▶ [WHAT THE TASK ASKS] Below is a block of data; give all of it again word for word.

****

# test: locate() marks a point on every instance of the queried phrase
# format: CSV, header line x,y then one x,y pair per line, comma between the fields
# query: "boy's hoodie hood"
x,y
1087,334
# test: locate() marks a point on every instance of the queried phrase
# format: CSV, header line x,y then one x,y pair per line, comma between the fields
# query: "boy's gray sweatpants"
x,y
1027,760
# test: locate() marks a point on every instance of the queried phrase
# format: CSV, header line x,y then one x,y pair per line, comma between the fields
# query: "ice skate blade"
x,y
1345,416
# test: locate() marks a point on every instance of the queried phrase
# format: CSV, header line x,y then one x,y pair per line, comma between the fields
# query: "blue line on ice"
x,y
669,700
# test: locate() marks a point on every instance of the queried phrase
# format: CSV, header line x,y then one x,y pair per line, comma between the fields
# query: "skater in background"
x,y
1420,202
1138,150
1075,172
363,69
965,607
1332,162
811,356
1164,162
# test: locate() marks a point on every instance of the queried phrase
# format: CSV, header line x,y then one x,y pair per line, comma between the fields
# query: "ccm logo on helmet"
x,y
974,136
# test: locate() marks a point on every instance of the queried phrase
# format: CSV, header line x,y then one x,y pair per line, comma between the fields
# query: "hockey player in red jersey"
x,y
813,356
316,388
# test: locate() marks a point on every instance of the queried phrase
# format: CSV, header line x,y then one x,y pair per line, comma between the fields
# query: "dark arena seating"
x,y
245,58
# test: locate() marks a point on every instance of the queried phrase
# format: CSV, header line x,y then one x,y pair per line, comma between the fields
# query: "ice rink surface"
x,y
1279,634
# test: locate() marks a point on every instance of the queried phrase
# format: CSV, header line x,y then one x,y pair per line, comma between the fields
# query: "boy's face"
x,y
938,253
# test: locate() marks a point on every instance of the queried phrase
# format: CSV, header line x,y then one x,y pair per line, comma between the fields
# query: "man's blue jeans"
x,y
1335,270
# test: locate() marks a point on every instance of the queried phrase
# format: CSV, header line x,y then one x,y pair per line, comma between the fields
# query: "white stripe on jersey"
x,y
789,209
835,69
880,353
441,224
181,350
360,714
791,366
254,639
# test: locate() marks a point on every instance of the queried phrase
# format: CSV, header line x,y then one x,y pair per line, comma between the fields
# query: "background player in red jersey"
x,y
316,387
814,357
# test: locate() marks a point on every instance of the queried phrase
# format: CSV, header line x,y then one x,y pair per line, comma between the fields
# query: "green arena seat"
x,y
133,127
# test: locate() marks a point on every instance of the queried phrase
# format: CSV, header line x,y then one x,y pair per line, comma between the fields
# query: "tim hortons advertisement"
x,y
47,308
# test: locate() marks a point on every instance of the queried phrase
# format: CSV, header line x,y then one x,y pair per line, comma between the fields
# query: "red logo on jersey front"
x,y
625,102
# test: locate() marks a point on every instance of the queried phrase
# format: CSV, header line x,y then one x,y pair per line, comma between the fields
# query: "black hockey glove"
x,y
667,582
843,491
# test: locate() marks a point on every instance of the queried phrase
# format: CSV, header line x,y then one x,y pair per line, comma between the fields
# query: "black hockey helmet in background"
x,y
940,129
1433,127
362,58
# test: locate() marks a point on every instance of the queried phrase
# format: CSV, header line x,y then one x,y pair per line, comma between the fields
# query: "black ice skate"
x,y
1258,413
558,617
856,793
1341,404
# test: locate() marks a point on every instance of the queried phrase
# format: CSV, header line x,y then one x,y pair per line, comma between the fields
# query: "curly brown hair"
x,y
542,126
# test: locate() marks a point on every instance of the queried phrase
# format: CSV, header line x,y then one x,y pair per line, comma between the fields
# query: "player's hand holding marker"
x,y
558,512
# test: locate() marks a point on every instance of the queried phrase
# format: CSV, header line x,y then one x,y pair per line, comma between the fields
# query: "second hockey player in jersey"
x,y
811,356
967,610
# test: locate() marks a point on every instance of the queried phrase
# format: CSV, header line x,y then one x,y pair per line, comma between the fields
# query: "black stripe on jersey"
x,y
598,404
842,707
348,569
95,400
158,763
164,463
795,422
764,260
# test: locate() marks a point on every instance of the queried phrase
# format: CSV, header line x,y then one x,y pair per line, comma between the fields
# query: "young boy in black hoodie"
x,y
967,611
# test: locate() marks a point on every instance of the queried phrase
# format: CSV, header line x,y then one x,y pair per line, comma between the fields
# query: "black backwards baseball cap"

****

▶ [EXPECTED OUTPUT]
# test: locate() marks a point on every instance of the queried phrase
# format: CSV, header line x,y then one x,y pair per line, comma between the fields
# query: "boy's hoodie hood"
x,y
1087,334
# test: locate() marks a point on every instance of the queried phrase
# format: CSV, header line x,y then one x,y pair per line, comma between the fields
# query: "boy's gray sweatpants"
x,y
1027,760
# test: locate() marks a point on every instance of the queried phrase
# format: CSV, header line x,y then one x,y pair per line, comma between the fields
# query: "ice skate blade"
x,y
1345,416
# test: locate() marks a point on every instance of the queried phrase
# format: CSV, header line x,y then one x,y pair per line, comma between the fields
# query: "blue line on ice"
x,y
669,700
# test: locate() marks a point on every instance of the queried phrase
# format: CSV, header line x,y then one x,y pair per line, comma between the fields
# query: "skater in background"
x,y
1420,202
1138,150
1075,172
363,69
965,607
1332,162
811,356
1164,162
# test: locate() marks a point on every instance of the queried phrase
# format: CSV, header line x,y then one x,y pair per line, comma between the fields
# query: "ccm logo on helmet"
x,y
974,136
# test: locate() marks a point on every instance of the queried phrase
# format: CSV, header line x,y then one x,y pair per line, comma between the fields
# query: "hockey player in red jersey"
x,y
813,356
316,388
# test: locate() marks a point on every instance of the queried phrase
# format: CSV, header line x,y then one x,y pair per line, comma between the fields
# query: "dark arena seating"
x,y
245,58
# test: locate() marks a point on every instance of the queried phrase
# format: CSV, header line x,y then one x,y pair per line, comma between the fields
# query: "ice rink surface"
x,y
1279,634
# test: locate() marks a point on every instance of the queried phrase
# format: CSV, header line x,y then one x,y pair per line, comma between the fields
# query: "boy's face"
x,y
938,253
# test: locate() marks a point on every instance of the queried phrase
# format: CSV, header line x,y then one x,y pair per line, comma between the fields
# query: "man's blue jeans"
x,y
1335,270
# test: locate() marks a point on every instance of the queried phrase
# format: CSV, header line x,y then one x,y pair per line, comma between the fields
# query: "white stripe on jersey"
x,y
789,209
835,69
880,353
441,224
181,350
360,714
791,366
254,639
# test: locate() marks a point on every instance of the queried phrase
# format: CSV, header line x,y then one x,y pair per line, comma between the fields
# query: "background player in red jersey"
x,y
316,387
814,357
# test: locate() marks a point on every instance of the queried phrase
# format: CSV, header line x,y then one x,y pair per line, comma between the fields
# query: "green arena seat"
x,y
133,127
# test: locate() marks a point on every instance of the queried phrase
# format: CSV, header line x,y then one x,y pair per line, comma between the fields
# query: "tim hortons advertisement"
x,y
47,308
# test: locate() marks a point on every instance of the queried phrase
# format: CSV, header line x,y then one x,y pair per line, comma between the fields
# query: "red logo on jersey front"
x,y
625,102
# test: locate() marks a point on every instance of the queried phrase
# format: CSV, header line x,y then one x,y pair per line, comma between the fields
# query: "black hockey glove"
x,y
667,582
843,491
# test: locate() marks a point on every instance of the queried phrase
# format: CSV, header line x,y then one x,y pair per line, comma between the fields
# query: "black hockey helmet in background"
x,y
940,129
1433,127
362,58
# test: locate() marks a point on every instance of the queried phrase
# format: CSV, header line x,y then one x,y pair per line, comma between the fields
# query: "black ice skate"
x,y
1258,413
558,617
856,793
1341,404
# test: locate() marks a point on every instance of the queried phrase
# format: CSV, header line x,y then one x,y pair per line, comma between the fields
# query: "curly brown hair"
x,y
542,126
# test: locate() marks a point on every instance of the queried phrase
# format: CSV, header line x,y then one x,y pair per line, comma between the fields
# query: "player's hand holding marker"
x,y
558,512
# test: locate() marks a point on every instance of the queried phrase
# format: CSV, header line x,y then one x,y pair per line, comma between the fields
# query: "second hockey player in jersey"
x,y
811,356
967,610
# test: locate() marks a point on every instance of the queried phrase
# format: CSV, header line x,y then one x,y pair per line, comma between the fields
# query: "black stripe on jersey"
x,y
598,404
842,707
348,569
95,400
158,763
164,463
795,422
764,260
# test: locate() marks a point on every instance of the queried phrase
# format: CSV, header line x,y then one x,y pair per line, comma between the fields
# query: "young boy in black hoodie"
x,y
967,611
# test: locate() marks a point on every instance of the queried phrase
# format: CSV, header line x,y then one x,y pair per line, comma between the fields
# query: "black backwards baseball cap"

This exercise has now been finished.